**EXCERTO DA FONTE:**
────────────────

18      Tendo em conta a natureza dos bens adquiridos, a desmontagem, a remoção e o tratamento adequado desses bens, bem como a remoção dos resíduos daí resultantes, dão origem a custos para a A que esta procura avaliar antecipadamente e ter em conta no preço que ela propõe, como fator que reduz o preço de compra. As partes no contrato não discutem estes custos nas suas negociações nem fixam o respetivo montante no contrato, não havendo a intenção de o comunicar em nenhum momento ao vendedor.

19      A mesma empresa solicitou uma decisão prévia à Administração Fiscal sobre o cálculo do montante do IVA devido no âmbito do contrato de demolição, pela execução dos trabalhos de demolição, e, no âmbito do contrato de compra e venda para desmontagem, pela compra de sucata de ferro e de resíduos metálicos.

20      Por Decisão prévia de 11 de junho de 2015, relativa ao período de 11 de junho de 2015 a 31 de dezembro de 2016, a Administração Fiscal declarou, por um lado, que, no âmbito do contrato de demolição, deve considerar-se que a A está a vender um serviço de demolição ao seu cliente e a comprar-lhe sucata. A Administração Fiscal concluiu que a A deve pagar IVA relativo ao serviço que presta ao seu cliente e ainda, no quadro do mecanismo de autoliquidação, relativamente à sucata que lhe compra.

21      Por outro lado, a Administração Fiscal declarou nessa mesma decisão prévia que, no tocante ao contrato de compra para desmontagem, se considera que a A presta um serviço de demolição ao seu cliente e lhe compra a sucata. A Administração Fiscal concluiu que a A deve pagar o IVA relativo aos serviços prestados ao seu cliente e ainda, no quadro do mecanismo de autoliquidação, relativamente à ferrugem que lhe compra.

22      Em nenhum dos dois casos objeto da decisão prévia a Administração Fiscal tomou posição sobre a formação do preço da contraprestação.

23      Aquela empresa interpôs um recurso da Decisão prévia de 11 de junho de 2015 para o Helsingin hallinto-oikeus (Tribunal Administrativo de Helsínquia, Finlândia).

24      Por Sentença de 16 de dezembro de 2015, aquele tribunal negou provimento ao recurso. Considerou que, tanto no caso do contrato de demolição como no do contrato de compra para desmontagem, se deve considerar que a A celebrou um contrato de permuta com o seu cliente, no âmbito do qual presta serviços de demolição e compra sucata e, por conseguinte, está obrigada a pagar IVA quer relativamente ao serviço prestado ao cliente quer relativamente à sucata que lhe compra.

25      A mesma empresa interpôs recurso daquela sentença do Helsingin hallinto-oikeus (Tribunal Administrativo de Helsínquia) para o Korkein hallinto-oikeus (Supremo Tribunal Administrativo, Finlândia).

────────────────

**REGISTOS DE DADOS:**
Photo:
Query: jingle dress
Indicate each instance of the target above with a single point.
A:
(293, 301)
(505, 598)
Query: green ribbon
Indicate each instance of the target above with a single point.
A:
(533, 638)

────────────────

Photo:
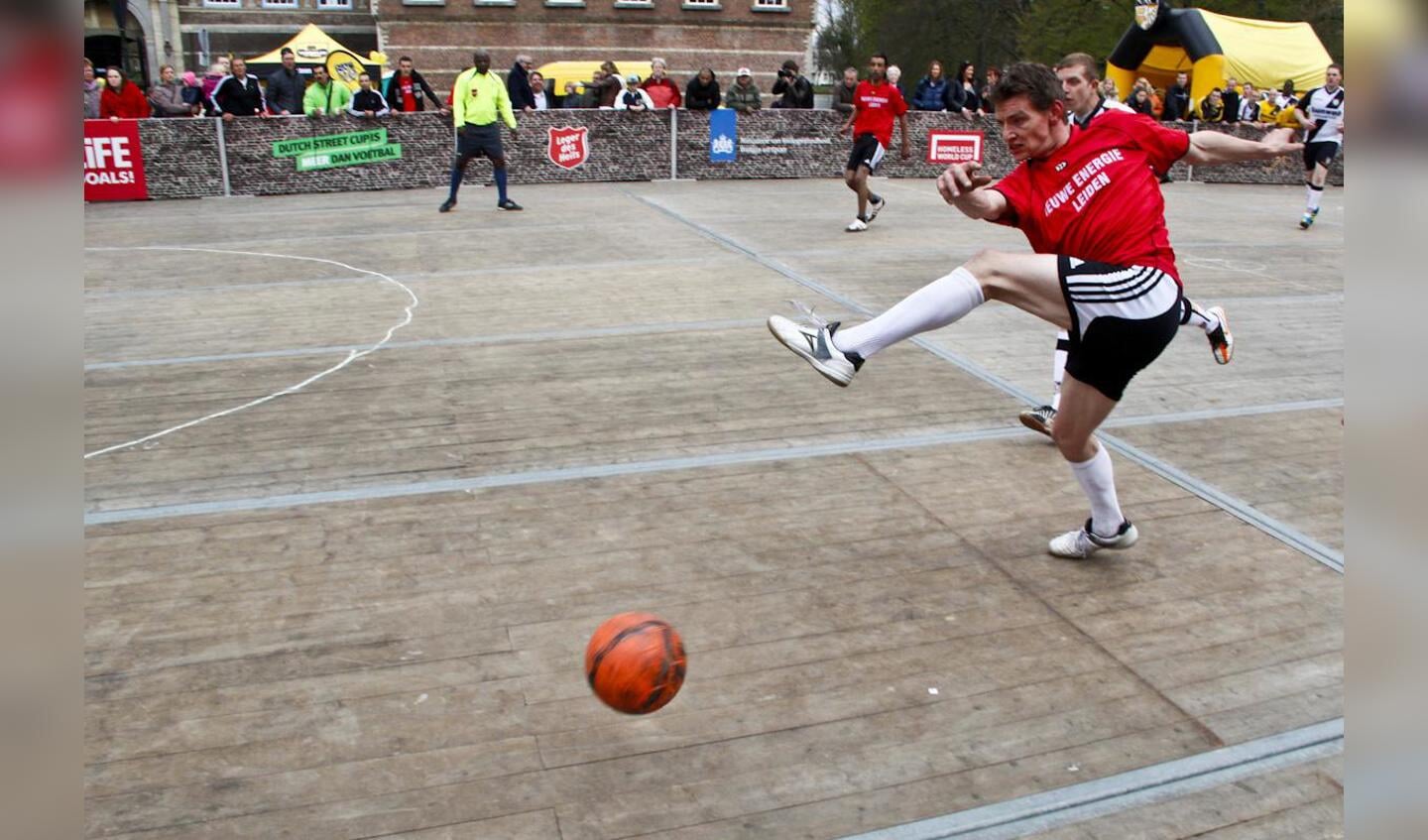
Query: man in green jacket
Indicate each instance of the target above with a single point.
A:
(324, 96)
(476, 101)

────────────────

**REQUISITOS DO EXERCÍCIO:** Prossiga o excerto sobre o IVA nos contratos de demolição e de compra para desmontagem, escrevendo a continuação a seguir à última frase apresentada.

**RESPOSTA:**
26      O órgão jurisdicional de reenvio considera que, no caso do contrato de demolição, a A realiza uma prestação a título oneroso e que, no caso do contrato de compra para desmontagem, adquire um bem a título oneroso. O litígio no processo principal diz assim respeito à questão de saber se, no primeiro caso, a A também adquire um bem a título oneroso e se, no segundo caso, também presta um serviço a título oneroso. O órgão jurisdicional de reenvio especifica que a A contesta a qualificação dos referidos contratos como permutas, com o fundamento de que, segundo essa empresa, a sucata não constitui, no caso do contrato de demolição, uma contraprestação do serviço de demolição e o serviço de demolição não constitui, no caso do contrato de compra para desmontagem, uma contraprestação da aquisição de sucata, não existindo um nexo direto entre a prestação de serviços ou a entrega de um bem e a contraprestação recebida.

27      Foi nestas condições que o Korkein hallinto-oikeus (Supremo Tribunal Administrativo) decidiu suspender a instância e submeter ao Tribunal de Justiça as seguintes questões prejudiciais:

«1)      Deve o artigo 2.°, n.° 1, [alínea c)], em conjugação com o artigo 24.°, n.° 1, da Diretiva [2006/112] ser interpretado no sentido de que os trabalhos de demolição prestados por uma empresa cujo objeto social inclui a prestação de serviços de demolição[…] apenas constituem uma operação tributável se a empresa de demolição se tiver obrigado, nos termos do contrato celebrado com o seu cliente, a remover os resíduos resultantes da demolição e — se os resíduos contiverem sucata — puder vender essa sucata a empresas cujo objeto é a compra de resíduos?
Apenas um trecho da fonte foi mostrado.